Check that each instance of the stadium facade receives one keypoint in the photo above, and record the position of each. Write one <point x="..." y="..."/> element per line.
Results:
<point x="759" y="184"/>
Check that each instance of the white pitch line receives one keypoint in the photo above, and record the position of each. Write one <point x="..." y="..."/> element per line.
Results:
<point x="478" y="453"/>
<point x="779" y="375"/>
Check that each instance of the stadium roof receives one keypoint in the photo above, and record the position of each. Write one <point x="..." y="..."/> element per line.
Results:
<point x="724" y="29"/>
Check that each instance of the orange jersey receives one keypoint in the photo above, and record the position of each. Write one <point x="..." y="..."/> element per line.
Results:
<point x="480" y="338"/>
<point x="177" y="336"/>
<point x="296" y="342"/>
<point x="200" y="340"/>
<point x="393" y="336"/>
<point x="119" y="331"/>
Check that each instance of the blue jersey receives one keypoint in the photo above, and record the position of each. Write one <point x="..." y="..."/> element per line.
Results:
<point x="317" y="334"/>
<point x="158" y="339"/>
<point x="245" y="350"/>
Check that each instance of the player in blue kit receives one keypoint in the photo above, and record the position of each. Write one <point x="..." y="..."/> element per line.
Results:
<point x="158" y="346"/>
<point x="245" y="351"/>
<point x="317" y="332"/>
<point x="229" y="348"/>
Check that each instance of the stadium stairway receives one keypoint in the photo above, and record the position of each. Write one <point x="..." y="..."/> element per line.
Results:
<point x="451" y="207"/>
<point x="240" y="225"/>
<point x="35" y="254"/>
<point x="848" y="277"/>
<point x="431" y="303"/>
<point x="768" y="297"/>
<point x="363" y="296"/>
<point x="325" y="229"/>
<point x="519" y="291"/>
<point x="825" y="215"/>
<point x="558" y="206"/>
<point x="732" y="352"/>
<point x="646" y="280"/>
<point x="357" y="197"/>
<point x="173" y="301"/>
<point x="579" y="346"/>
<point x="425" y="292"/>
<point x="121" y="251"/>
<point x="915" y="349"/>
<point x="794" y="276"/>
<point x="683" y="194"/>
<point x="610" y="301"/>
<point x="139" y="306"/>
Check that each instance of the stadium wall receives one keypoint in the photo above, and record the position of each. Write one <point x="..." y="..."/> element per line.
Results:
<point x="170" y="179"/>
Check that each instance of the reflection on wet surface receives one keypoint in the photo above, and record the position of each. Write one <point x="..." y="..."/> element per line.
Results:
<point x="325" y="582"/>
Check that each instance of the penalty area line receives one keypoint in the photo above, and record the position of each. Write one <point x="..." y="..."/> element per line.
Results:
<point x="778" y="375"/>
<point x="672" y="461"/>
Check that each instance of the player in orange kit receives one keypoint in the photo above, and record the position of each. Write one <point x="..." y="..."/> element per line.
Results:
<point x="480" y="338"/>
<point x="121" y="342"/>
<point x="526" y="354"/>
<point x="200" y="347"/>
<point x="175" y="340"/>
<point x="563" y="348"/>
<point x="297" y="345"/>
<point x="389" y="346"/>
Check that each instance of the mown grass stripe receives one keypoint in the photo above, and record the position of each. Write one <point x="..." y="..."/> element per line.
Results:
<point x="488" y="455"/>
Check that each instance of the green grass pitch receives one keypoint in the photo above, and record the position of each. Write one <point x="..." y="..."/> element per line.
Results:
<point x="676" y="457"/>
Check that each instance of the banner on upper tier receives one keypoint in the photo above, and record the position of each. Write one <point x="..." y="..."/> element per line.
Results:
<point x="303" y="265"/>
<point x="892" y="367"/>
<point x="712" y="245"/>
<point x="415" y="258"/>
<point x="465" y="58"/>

___

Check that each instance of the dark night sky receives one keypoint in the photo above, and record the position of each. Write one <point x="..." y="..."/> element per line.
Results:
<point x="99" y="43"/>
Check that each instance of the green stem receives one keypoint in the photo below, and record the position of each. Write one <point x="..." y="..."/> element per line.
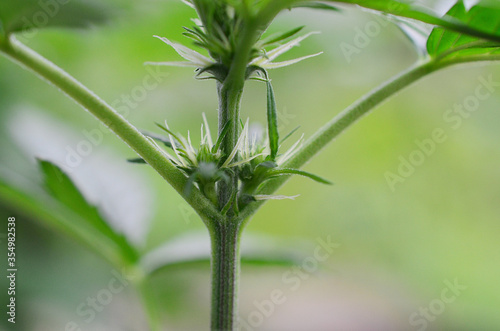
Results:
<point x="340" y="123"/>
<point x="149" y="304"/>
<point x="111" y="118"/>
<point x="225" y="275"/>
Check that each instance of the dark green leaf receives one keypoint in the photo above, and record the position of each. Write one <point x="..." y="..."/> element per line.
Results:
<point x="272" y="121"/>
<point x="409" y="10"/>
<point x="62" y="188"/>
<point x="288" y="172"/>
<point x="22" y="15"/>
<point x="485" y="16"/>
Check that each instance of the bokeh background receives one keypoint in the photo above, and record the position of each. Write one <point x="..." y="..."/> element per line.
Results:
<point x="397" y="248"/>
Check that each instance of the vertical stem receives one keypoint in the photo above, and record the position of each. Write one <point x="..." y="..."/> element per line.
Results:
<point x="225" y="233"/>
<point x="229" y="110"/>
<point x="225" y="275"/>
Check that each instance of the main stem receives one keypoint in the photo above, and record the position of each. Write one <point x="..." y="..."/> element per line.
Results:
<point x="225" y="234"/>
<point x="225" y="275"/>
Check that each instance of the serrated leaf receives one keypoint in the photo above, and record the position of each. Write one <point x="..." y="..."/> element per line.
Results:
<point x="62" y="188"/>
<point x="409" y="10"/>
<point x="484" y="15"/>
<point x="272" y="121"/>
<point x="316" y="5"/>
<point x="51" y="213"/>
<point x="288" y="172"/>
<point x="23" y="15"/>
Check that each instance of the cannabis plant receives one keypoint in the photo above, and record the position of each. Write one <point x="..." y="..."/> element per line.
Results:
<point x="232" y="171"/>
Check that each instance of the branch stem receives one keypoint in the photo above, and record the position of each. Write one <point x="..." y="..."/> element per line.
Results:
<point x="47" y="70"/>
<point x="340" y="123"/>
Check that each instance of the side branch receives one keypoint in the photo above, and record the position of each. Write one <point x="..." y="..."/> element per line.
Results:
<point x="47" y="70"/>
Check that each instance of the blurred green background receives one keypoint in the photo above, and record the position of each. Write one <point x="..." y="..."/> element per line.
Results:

___

- _PROBLEM_: Please list every line in the rows above that contains the string "background", copying each one whole. Case counts.

- _OUTPUT FOR THIS EXERCISE_:
Check that each instance of the bokeh background receives one keypoint in the photo above, and record the position of each. Write one <point x="..." y="..."/> element per line.
Check that each instance of the blurred green background receives one keypoint in the photo above, and record the position of each. Write one <point x="..." y="..."/> element per line.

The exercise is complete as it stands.